Это предположение было выдвинуто в 1961 году. Насколько нам известно, оно не оспаривалось, хотя мы сомневаемся в том, что оно уже широко принято. Как бы там ни было, доступные нам теперь дополнительные данные показывают, что оно было хорошо обоснованным.

Нижеследующее взято из недавно опубликованной работы, в которой приводятся сведения в пользу гипотезы о поиске утраченного лица:

"Хотя мы склонны думать о поиске в терминах двигательного акта беспокойного движения к возможным местоположениям утраченного объекта, [поиск] имеет также перцептивные и идеаторные компоненты... Признаки объекта могут быть идентифицированы лишь посредством обращения к воспоминаниям о том, каким был объект. Поэтому поиск во внешнем мире признаков объекта включает в себя установление внутреннего перцептивного "набора", полученного от предыдущего восприятия данного объекта" (Parkes, 1969).

Приведен пример женщины, ищущей своего маленького сына, который пропал: она беспокойно движется взад и вперед дома по местам его возможного местонахождения, ища мальчика глазами и думая о нем; она слышит скрип и немедленно принимает его за звук шагов сына на лестнице; она кричит: "Джон, это ты?". Компоненты данной последовательности следующие:

а) беспокойное движение туда-сюда и разглядывание окружающей среды;

б) интенсивное думание об утраченном лице;

в) разработка перцептивного "набора " признаков данного лица, а именно: предрасположенность воспринимать и обращать внимание на любые стимулы, которые наводят на мысль о присутствии данного лица, и игнорирование любых других стимулов, не относящихся к этой цели;

г) направление внимания на те части окружающей среды, где может быть данное лицо;

д) призыв утраченного лица.

ЗАДАНИЕ: В каком году, согласно тексту о поиске утраченного лица, было выдвинуто обсуждаемое в нем предположение?

ПРЕДСТАВЛЕННЫЕ ДАННЫЕ:
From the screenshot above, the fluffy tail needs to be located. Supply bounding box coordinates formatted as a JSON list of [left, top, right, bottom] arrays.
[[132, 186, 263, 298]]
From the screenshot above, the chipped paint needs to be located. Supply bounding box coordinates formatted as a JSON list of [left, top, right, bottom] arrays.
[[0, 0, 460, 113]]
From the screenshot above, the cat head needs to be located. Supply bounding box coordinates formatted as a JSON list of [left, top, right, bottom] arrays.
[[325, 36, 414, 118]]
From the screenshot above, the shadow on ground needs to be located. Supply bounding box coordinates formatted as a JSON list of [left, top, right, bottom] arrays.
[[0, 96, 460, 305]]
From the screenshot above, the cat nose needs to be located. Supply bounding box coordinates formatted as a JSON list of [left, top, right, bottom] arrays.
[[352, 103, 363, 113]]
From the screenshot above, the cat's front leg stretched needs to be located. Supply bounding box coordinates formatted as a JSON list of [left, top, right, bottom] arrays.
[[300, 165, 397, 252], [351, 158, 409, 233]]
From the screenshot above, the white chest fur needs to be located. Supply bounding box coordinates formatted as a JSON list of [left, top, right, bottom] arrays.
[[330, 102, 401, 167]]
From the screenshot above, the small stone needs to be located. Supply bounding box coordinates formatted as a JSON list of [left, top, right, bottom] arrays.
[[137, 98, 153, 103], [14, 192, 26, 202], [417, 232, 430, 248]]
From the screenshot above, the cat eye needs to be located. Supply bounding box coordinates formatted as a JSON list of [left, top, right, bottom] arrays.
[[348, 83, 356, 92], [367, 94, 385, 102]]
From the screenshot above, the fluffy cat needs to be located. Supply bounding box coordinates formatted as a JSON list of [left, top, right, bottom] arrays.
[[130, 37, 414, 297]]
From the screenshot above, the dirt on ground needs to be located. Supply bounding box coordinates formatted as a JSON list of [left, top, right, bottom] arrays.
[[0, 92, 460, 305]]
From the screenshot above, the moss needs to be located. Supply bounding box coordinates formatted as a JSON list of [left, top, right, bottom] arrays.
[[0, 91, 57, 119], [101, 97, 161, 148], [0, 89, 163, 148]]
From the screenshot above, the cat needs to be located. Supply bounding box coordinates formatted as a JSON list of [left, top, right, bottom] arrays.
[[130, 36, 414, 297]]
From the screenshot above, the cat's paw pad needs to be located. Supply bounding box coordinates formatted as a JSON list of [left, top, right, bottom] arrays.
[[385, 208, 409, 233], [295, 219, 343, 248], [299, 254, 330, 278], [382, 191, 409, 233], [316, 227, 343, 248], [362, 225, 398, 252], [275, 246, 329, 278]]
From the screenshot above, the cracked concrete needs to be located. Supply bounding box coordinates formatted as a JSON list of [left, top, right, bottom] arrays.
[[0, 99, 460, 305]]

==

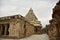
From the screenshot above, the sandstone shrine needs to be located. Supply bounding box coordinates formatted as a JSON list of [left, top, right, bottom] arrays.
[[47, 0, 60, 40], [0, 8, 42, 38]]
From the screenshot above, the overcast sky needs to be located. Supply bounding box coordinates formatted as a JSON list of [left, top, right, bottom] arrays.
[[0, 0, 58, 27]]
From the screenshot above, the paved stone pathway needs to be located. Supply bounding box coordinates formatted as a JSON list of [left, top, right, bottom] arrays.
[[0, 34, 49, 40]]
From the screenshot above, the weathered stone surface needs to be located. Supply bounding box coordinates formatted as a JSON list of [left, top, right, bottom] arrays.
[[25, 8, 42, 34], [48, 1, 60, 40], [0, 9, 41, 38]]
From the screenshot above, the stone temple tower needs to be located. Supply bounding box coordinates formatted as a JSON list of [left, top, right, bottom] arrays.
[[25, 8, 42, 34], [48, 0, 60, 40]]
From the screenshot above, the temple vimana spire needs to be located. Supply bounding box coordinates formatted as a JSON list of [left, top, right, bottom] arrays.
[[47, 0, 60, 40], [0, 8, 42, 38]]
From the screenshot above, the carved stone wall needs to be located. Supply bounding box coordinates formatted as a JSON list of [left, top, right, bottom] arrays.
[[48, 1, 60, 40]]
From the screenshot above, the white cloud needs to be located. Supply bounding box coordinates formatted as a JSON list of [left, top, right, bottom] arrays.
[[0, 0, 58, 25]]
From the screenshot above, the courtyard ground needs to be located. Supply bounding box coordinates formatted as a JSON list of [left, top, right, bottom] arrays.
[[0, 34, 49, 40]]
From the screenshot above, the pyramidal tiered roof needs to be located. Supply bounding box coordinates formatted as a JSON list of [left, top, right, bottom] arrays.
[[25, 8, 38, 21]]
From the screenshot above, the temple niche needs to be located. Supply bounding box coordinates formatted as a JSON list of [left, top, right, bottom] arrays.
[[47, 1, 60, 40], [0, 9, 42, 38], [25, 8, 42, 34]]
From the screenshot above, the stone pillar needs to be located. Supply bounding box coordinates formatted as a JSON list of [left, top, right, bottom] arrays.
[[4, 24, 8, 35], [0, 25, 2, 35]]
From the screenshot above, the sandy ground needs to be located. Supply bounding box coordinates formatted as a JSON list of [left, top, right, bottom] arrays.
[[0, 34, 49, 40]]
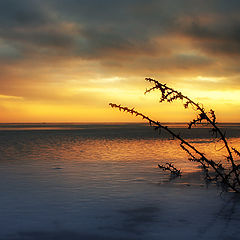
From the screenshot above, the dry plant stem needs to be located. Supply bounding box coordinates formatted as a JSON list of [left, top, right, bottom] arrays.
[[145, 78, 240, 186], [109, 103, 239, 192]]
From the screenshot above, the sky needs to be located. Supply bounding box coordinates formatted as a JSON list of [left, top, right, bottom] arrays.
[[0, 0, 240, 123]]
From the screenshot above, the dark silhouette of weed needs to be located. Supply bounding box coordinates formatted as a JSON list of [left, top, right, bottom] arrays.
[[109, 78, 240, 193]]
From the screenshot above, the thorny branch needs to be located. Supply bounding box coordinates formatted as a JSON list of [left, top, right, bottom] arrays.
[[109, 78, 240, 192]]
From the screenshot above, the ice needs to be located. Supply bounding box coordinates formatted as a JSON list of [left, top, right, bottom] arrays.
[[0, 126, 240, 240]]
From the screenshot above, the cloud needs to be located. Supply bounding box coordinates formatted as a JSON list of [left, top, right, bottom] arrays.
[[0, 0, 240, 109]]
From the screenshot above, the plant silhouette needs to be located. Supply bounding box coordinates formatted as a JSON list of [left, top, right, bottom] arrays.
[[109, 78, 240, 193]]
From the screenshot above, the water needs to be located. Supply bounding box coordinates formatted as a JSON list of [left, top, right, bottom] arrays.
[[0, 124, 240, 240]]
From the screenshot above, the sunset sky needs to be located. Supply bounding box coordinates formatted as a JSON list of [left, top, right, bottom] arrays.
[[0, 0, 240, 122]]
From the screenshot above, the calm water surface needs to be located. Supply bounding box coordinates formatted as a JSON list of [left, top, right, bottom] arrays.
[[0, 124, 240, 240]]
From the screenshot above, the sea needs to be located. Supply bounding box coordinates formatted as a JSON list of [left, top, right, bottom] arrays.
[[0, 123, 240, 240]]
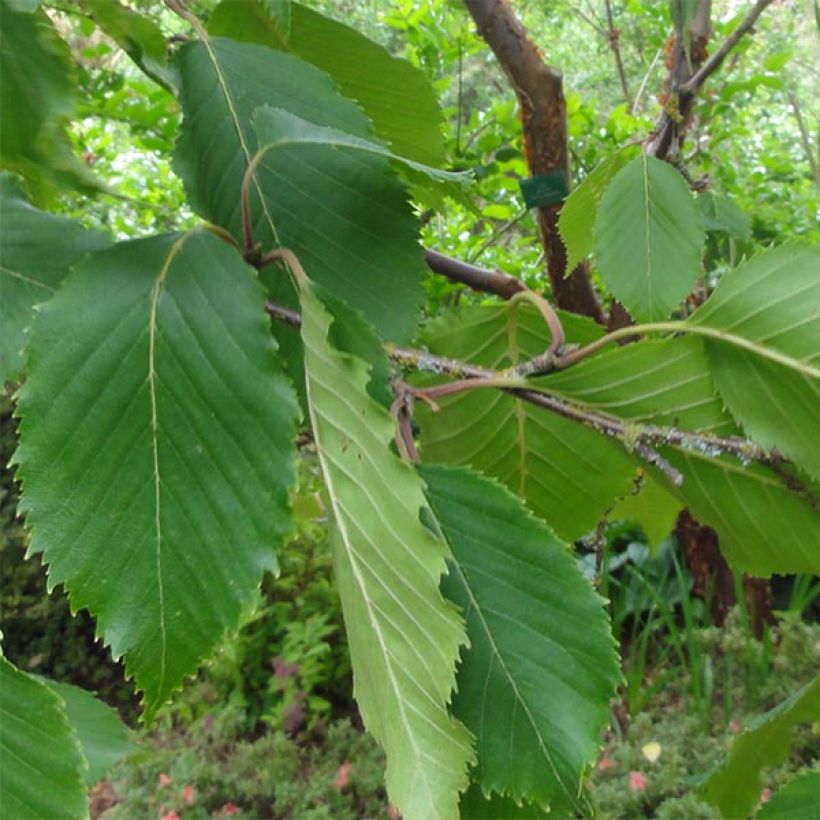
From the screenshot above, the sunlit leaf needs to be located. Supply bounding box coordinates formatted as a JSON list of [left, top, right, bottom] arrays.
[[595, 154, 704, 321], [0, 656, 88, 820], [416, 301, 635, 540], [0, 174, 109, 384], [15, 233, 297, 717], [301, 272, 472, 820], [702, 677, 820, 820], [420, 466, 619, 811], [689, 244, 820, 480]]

...

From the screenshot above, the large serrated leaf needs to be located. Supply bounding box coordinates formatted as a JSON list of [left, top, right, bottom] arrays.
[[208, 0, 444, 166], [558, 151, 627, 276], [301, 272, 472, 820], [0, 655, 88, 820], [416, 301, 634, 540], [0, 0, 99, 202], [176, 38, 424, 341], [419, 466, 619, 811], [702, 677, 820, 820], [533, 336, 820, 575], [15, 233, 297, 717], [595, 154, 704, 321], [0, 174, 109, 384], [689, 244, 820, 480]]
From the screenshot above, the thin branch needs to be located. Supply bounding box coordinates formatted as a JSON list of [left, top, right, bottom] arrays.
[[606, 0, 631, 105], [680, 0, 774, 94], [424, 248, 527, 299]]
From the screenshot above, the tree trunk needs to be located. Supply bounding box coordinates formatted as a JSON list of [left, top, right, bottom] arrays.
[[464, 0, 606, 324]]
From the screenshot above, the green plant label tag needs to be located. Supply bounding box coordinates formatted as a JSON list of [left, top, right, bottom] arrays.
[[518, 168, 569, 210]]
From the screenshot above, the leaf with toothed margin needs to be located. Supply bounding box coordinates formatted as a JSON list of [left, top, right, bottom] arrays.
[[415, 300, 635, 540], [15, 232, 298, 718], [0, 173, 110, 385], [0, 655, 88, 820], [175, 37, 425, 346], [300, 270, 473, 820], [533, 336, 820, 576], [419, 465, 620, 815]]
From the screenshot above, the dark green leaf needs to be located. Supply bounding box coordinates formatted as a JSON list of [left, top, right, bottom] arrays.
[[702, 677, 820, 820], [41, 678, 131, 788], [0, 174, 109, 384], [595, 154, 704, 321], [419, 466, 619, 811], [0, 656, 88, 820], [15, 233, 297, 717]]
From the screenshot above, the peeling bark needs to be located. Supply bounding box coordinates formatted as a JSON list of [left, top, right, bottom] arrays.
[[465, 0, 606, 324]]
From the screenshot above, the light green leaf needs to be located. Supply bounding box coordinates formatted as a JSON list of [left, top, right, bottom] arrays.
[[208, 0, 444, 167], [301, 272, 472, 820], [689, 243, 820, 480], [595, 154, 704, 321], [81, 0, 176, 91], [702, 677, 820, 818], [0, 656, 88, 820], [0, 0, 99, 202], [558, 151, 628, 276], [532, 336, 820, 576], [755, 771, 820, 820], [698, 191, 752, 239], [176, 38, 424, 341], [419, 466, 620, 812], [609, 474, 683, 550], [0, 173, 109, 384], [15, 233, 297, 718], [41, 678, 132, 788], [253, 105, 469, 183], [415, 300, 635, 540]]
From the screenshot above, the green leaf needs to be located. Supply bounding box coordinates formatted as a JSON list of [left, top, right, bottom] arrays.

РЕЗУЛЬТАТ УПРАЖНЕНИЯ: В 1961 году.